(Document passage begins)

Emergency Response – Floods story: (443 words)

Communities in Pakistan battle with mother-nature

A third successive year of flooding in Pakistan has hit millions of people already suffering from high food prices, malnutrition and poverty.

PAKISTAN - A third successive year of flooding in Pakistan has hit millions of people already suffering from high food prices, malnutrition and poverty. The new flooding has caused the deaths of nearly 400 people, destroyed houses and damaged hundreds of thousands of acres of standing crops.

While Punjab province is slightly better off in terms of resources, Sindh and Balochistan have been hit hard. Malnutrition rates and levels of food insecurity here are alarming, according to the National Nutrition Survey (NNS) of 2011 conducted by Government of Pakistan’s Health Ministry.

Many of the districts affected were already struggling to recover from the 2010 and the 2011 floods. The communities have now become more vulnerable after this latest shock. At the request of the National Disaster Management Authority (NDMA), the United Nations World Food Programme (WFP) has already started food distributions to tens of thousands of affected people in Sindh and Balochistan.

A one-month food ration is being distributed to about 10,000 families in Jacobabad district of Sindh and to 5,000 families in each of two districts of Balochistan - Jaffarabad and Naseerabad. The WFP food basket is made up of fortified wheat flour, pulses, vegetable oil and iodized salt, as well as High Energy Biscuits and specialized ready-to-use supplementary food for small children, designed to protect against malnutrition, particularly during times of crisis.

(Document passage ends)

■ About this task
Using the Pakistan floods story, explain why the affected communities have become more vulnerable after the latest flooding.

(Recorded information begins)

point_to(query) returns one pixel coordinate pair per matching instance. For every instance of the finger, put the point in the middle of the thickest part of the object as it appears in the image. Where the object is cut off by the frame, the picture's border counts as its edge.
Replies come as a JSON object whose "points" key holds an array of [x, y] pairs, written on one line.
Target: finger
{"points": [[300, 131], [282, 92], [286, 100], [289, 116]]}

(Recorded information ends)

■ Your solution
Many of the affected districts were still struggling to recover from the 2010 and 2011 floods when this third successive year of flooding struck. The new shock therefore hit people who were already suffering from high food prices, malnutrition and poverty, leaving them more vulnerable.